Object point labels:
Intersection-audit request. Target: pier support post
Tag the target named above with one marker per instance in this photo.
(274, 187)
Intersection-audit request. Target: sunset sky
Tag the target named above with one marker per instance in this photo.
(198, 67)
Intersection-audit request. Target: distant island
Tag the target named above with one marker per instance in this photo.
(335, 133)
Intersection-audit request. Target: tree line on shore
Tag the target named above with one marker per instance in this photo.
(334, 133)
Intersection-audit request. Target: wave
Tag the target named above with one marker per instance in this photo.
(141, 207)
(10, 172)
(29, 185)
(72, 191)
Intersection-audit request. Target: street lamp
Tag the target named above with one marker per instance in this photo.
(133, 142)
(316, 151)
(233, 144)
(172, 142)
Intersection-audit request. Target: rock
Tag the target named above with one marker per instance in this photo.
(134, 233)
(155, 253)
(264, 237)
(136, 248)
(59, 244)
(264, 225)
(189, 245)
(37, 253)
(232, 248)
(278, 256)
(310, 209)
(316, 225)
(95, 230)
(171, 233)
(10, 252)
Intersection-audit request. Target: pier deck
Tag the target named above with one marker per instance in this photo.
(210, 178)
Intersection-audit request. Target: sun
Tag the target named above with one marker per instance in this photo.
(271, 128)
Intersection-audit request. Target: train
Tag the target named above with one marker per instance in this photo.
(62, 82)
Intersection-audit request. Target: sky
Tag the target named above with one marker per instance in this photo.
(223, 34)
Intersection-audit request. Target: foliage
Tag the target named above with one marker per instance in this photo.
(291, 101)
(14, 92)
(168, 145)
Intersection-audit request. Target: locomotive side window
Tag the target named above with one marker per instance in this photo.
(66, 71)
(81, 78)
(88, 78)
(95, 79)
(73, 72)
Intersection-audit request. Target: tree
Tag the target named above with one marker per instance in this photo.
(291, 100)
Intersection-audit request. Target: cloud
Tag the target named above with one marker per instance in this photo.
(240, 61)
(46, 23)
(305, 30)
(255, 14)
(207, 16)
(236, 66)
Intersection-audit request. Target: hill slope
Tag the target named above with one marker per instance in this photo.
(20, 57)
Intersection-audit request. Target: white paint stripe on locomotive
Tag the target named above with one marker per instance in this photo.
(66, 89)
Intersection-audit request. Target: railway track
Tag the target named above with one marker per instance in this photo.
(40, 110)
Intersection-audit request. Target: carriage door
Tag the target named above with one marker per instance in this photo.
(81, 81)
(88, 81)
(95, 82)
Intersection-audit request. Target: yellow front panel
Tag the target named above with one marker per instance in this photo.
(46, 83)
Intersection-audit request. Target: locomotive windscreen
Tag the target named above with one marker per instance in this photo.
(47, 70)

Requirements:
Pull out every line from the one with "Intersection-audit request. Target: sky" to the end of the listing, and output only those.

Result:
Intersection-audit request. Target: sky
Tag the target named above with one marker per instance in this photo.
(223, 34)
Intersection-audit request. Target: foliage
Tag the target named above with one marker per instance in this photo.
(291, 101)
(14, 92)
(168, 145)
Intersection-audit request. Target: locomotive side window
Tag the target named above with one marker per instance in this photo.
(66, 71)
(81, 78)
(88, 78)
(95, 79)
(73, 72)
Intersection-audit request. Target: tree
Tag the target named above with one marker per instance in this photo.
(291, 100)
Intersection-audit request. Target: cloud
Tag the target named above with one marker per instance in this photo.
(240, 61)
(46, 23)
(305, 30)
(255, 14)
(207, 16)
(236, 66)
Intersection-audit request. Target: hill slope
Tag the target named above with one marker per instance in this photo.
(20, 57)
Intersection-audit request. Target: white paint stripe on locomotive
Tag the target named above with one marker per instance in this photo.
(66, 89)
Intersection-audit request. Target: railway track
Tag the target named above with one marker per instance in this photo.
(40, 110)
Intersection-audit request. Target: carriage door
Tag the target named above with one marker per instance in this photo.
(81, 81)
(88, 81)
(95, 82)
Intersection-audit request. Target: yellow front panel
Tag the target named above with one marker per instance in this photo.
(46, 83)
Intersection-audit request. Target: locomotive windscreen
Tag the target named above with one marker per instance in this photo.
(47, 70)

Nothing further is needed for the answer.